Start of Block
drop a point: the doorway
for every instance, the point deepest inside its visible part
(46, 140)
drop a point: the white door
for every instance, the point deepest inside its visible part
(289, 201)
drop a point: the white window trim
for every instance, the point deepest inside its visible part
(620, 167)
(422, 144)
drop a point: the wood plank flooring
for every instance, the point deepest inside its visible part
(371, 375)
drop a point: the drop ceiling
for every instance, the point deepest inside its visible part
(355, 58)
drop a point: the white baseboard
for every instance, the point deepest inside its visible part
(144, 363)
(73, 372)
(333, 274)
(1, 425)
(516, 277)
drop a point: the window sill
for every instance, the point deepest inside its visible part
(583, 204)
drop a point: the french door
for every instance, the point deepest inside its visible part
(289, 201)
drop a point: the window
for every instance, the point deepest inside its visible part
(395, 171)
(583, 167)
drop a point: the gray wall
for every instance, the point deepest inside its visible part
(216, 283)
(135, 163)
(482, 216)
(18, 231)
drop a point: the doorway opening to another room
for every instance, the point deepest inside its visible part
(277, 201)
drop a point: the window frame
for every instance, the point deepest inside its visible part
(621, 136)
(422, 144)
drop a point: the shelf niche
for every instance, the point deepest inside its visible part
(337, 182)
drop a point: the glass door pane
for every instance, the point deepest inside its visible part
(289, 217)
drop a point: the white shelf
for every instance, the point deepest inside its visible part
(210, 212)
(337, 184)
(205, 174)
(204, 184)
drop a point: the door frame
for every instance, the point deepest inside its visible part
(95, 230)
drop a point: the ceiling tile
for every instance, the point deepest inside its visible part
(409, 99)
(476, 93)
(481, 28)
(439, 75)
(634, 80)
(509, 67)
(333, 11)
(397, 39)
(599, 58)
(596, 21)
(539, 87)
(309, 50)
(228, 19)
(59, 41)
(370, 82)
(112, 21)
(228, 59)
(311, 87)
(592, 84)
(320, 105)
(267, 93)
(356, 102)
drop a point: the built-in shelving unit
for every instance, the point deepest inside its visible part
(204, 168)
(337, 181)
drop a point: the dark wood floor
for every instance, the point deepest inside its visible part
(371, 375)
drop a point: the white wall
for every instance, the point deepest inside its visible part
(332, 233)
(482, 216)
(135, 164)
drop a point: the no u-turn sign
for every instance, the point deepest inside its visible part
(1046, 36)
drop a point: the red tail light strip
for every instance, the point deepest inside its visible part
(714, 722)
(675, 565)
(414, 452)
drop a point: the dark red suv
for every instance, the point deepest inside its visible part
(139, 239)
End of Block
*WHAT YOU NEED TO DO*: Look over the material above and show each line where "wood" appears.

*EXPECTED ANSWER*:
drop a point: the wood plank flooring
drop a point: the dark wood floor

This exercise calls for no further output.